PROBLEM DETAILS: Would you reproduce all of the entries exactly?

STUDY MATERIAL:
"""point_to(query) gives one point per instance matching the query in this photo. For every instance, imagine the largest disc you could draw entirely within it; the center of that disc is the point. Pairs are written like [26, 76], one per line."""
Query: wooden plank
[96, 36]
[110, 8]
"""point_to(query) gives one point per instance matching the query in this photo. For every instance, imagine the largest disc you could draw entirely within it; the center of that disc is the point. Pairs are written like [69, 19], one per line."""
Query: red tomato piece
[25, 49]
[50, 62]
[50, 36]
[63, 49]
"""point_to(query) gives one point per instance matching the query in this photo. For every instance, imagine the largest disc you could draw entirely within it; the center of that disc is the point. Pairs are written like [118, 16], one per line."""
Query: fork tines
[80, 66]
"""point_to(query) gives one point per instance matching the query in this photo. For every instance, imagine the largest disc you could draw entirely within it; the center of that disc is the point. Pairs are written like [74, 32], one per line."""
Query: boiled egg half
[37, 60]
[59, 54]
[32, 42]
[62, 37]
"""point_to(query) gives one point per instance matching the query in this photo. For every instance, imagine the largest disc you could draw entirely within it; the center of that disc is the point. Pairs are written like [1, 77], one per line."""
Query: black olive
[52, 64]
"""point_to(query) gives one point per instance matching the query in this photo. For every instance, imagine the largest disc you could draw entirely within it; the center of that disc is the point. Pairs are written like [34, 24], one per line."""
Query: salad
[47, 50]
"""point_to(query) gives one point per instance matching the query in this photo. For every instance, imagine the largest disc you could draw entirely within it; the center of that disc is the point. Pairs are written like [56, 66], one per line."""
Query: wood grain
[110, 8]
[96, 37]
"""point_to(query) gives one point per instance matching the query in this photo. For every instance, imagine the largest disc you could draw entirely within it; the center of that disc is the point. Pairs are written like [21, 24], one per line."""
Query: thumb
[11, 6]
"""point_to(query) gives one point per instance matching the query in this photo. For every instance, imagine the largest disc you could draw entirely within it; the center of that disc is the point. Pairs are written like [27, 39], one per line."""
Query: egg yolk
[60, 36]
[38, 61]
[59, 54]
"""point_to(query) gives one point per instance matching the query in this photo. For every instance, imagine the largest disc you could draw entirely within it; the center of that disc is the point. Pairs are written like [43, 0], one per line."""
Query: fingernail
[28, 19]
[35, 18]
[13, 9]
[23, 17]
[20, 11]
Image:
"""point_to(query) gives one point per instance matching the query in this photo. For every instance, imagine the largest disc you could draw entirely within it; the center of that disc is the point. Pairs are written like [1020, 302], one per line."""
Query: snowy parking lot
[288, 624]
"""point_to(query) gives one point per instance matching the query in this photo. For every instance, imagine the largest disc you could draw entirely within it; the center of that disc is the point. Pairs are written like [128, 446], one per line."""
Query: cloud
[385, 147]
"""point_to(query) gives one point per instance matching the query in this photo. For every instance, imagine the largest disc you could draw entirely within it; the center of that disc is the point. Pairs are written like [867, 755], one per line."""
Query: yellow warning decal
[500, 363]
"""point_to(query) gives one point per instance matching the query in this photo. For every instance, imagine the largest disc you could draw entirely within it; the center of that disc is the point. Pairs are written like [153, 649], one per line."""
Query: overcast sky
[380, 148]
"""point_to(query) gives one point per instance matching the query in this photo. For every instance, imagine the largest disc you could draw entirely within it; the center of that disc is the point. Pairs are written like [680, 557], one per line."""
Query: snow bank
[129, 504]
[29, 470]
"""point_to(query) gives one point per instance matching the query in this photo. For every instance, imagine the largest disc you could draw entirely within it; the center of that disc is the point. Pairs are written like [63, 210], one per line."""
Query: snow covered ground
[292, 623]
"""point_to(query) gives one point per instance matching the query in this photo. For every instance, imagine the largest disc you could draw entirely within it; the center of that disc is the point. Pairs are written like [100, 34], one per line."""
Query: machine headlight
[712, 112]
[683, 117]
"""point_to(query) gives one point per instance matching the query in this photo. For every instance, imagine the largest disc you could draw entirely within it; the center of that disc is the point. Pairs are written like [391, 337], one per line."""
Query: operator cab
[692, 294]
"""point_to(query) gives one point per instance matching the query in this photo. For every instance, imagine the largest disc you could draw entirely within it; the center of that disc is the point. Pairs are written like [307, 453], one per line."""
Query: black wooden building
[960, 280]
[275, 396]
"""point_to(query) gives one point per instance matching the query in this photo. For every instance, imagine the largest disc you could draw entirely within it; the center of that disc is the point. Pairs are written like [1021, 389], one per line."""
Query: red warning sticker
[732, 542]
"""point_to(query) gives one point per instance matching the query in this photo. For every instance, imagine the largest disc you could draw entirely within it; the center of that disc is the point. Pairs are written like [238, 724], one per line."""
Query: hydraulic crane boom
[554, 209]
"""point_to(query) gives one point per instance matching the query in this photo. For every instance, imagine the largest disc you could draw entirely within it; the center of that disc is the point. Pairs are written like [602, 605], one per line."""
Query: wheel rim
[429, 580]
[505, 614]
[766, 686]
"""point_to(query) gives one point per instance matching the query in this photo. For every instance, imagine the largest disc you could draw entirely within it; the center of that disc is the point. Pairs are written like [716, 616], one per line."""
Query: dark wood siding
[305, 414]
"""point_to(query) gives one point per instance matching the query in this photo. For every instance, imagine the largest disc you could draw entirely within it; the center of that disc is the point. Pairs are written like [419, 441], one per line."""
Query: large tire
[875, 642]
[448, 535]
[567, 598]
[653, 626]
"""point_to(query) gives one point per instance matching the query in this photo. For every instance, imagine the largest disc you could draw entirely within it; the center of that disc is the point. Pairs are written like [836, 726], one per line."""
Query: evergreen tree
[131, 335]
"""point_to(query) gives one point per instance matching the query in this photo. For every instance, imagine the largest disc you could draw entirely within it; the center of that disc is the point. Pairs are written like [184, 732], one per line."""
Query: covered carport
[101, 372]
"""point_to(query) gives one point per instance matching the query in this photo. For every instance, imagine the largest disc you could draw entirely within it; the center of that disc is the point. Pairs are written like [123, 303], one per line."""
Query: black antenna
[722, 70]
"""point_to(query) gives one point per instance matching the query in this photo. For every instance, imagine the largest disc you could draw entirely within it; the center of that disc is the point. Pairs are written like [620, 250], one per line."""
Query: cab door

TASK SOLUTION:
"""point_to(query) gives one point per instance matching the query in this photo. For every instance, imagine the largest disc you could draw entirely within it; the center of that disc is the point. Pairs are written like [26, 76], one per line."""
Query: wooden plank
[96, 36]
[110, 8]
"""point_to(query) gives one point per instance matching the query in this photo. For every instance, imagine the largest disc you could draw entirely within it; the center of that disc is the point. Pairs are written like [69, 19], one per line."""
Query: red tomato piece
[25, 49]
[50, 62]
[50, 36]
[63, 49]
"""point_to(query) gives one point per instance matching the query in this photo. For every instance, imagine the largest disc you could draw entirely within it; the center of that disc is the point. Pairs are written like [118, 16], one per line."""
Query: fork tines
[80, 66]
"""point_to(query) gives one point per instance matching the query in this photo. For every instance, imagine the largest disc you could draw entirely within it; the center of that disc is the point. Pairs are written like [74, 32], one per line."""
Query: boiled egg half
[37, 60]
[59, 54]
[32, 42]
[62, 37]
"""point_to(query) gives one point per instance matching the query in this photo. For every instance, imagine the largest disc you could draw entirely within it; the center of that disc is the point. Pairs are written like [1, 77], one per line."""
Query: black olive
[52, 64]
"""point_to(query) gives one point per instance matching the query in this photo. For every instance, imagine the largest disc you could draw entirely within it; the center of that disc is the point. Pairs are written like [34, 24], one per line."""
Query: salad
[47, 50]
"""point_to(query) gives one point per instance matching the query in this photo. For every instance, imagine the largest disc you could draw entirely within it; the center of that disc is the point. Pairs are written like [56, 66], one per line."""
Query: wood grain
[110, 8]
[96, 37]
"""point_to(query) gives one point per instance matching the query in this photo. For every instance, imagine the largest disc you could draw entirely within it; the center of that disc is the point. Pairs are written like [21, 24], one per line."""
Query: thumb
[11, 6]
"""point_to(query) gives one point per instance matching the query in this photo. For every instance, imagine the largest disc you could draw entirely within it; the center of that disc is the point. Pairs are written like [27, 39], one per line."""
Query: egg yolk
[60, 36]
[38, 61]
[59, 54]
"""point_to(query) gives one point per instance matching the query in this photo. For every instance, imagine the largest disc you could draw entirely within it; the center of that disc is the point. Pairs are written like [43, 0], one per line."""
Query: fingernail
[28, 19]
[35, 18]
[13, 9]
[23, 17]
[20, 11]
Image:
"""point_to(query) gives one point per instance matching the query in this photo. For every instance, imagine the largest disc you could draw entirely within it; the center of that disc is the point. Pairs are written like [1020, 302], one per line."""
Query: snowy parking lot
[288, 624]
"""point_to(query) gives one point per instance matching the query in this photo. For every instance, imagine the largest disc you could draw entirely within it; the center of that disc is the point. Pairs are written like [128, 446], one per line."""
Query: cloud
[385, 147]
"""point_to(query) gives one point per instance matching the query in this photo. For every instance, imagine the largest disc you could draw entirely within it; the center of that disc is the point. Pairs are written like [867, 755], one per line."""
Query: yellow warning decal
[500, 363]
"""point_to(query) gives one point per instance matching the query in this photo. For every instance, imagine the largest disc you could draw entirely within it; the center of that disc is the point. Pairs are written like [153, 649], one per line."""
Query: overcast sky
[380, 148]
"""point_to(query) gives one point per instance matching the query in this photo. For every instance, imagine the largest disc you could draw entirely within it; the center of that disc is the point. Pairs are written like [680, 557], one per line."""
Query: snow bank
[129, 504]
[29, 470]
"""point_to(query) gives one point per instance matching the query in this photo. For every instance, imagine the largest disc you could draw entirely within it; the center of that disc is the point. Pairs are written like [63, 210], one per line."""
Query: snow covered ground
[292, 623]
"""point_to(query) gives one point per instance matching the query in this photo. For every instance, imagine the largest disc you could draw entirely within it; the center of that disc is the point. Pairs are written like [100, 34], one per line."""
Query: machine headlight
[712, 112]
[683, 117]
"""point_to(query) gives one point per instance matching the query in this photo. For every instance, imagine the largest disc you could draw entirely within it; the center of that disc is the point. Pairs are written like [391, 337], one per line."""
Query: operator cab
[692, 294]
"""point_to(query) gives one point per instance matching the query in this photo. For every instance, imagine the largest disc you could draw entirely within it; the center of that disc is the point. Pairs are written like [307, 453], one per line."""
Query: black wooden building
[960, 280]
[275, 396]
"""point_to(query) gives one point per instance matching the query in this photo. For every instance, imagine the largest disc you could draw entirely within it; the center of that disc is the point. Pairs are written like [1021, 389], one per line."""
Query: red warning sticker
[732, 542]
"""point_to(query) gives one point per instance matching the query in this photo. For every instance, imagine the largest disc you could draw entirely within it; the center of that disc is the point. Pairs are written like [238, 724], one per line."""
Query: hydraulic crane boom
[554, 209]
"""point_to(query) gives one point per instance matching the query in this photo. For every instance, imagine the largest disc you could draw entirely within it; the center of that disc is the point. Pairs are written like [602, 605], one per line."""
Query: wheel rim
[429, 580]
[505, 614]
[766, 686]
"""point_to(query) gives one point per instance matching the query in this photo. For every instance, imagine the largest disc you could draw entirely within it; the center of that disc is the point. Pairs are written like [716, 616], one per line."""
Query: dark wood siding
[305, 414]
"""point_to(query) gives one point per instance matching the query in this photo. For every instance, imagine the largest disc you could draw entirely within it; the center of that disc is the point. Pairs are written like [419, 441], one per line."""
Query: large tire
[875, 642]
[448, 535]
[567, 598]
[653, 626]
"""point_to(query) gives one point per instance matching the query in this photo. For every instance, imagine the largest disc you could draw entirely within it; the center of that disc is the point. Pairs are written like [836, 726], one per line."""
Query: evergreen tree
[131, 335]
"""point_to(query) gives one point per instance matching the query in this photo. For every instance, imagine the largest disc you could draw entirely within it; the center of that disc is the point. Pairs are written like [184, 732], one per line."""
Query: covered carport
[101, 372]
"""point_to(query) gives one point per instance matching the query in this photo. For every instance, imagine the largest disc you could draw entirely within it; the center of that disc is the point. Pairs are written like [123, 303], one per line."""
Query: black antenna
[722, 70]
"""point_to(query) gives one point per instance matching the query in this photo. For every instance, imagine the largest disc you could draw entirely within it; the center of that disc is the point. Pairs are written like [620, 250], one per line."""
Query: cab door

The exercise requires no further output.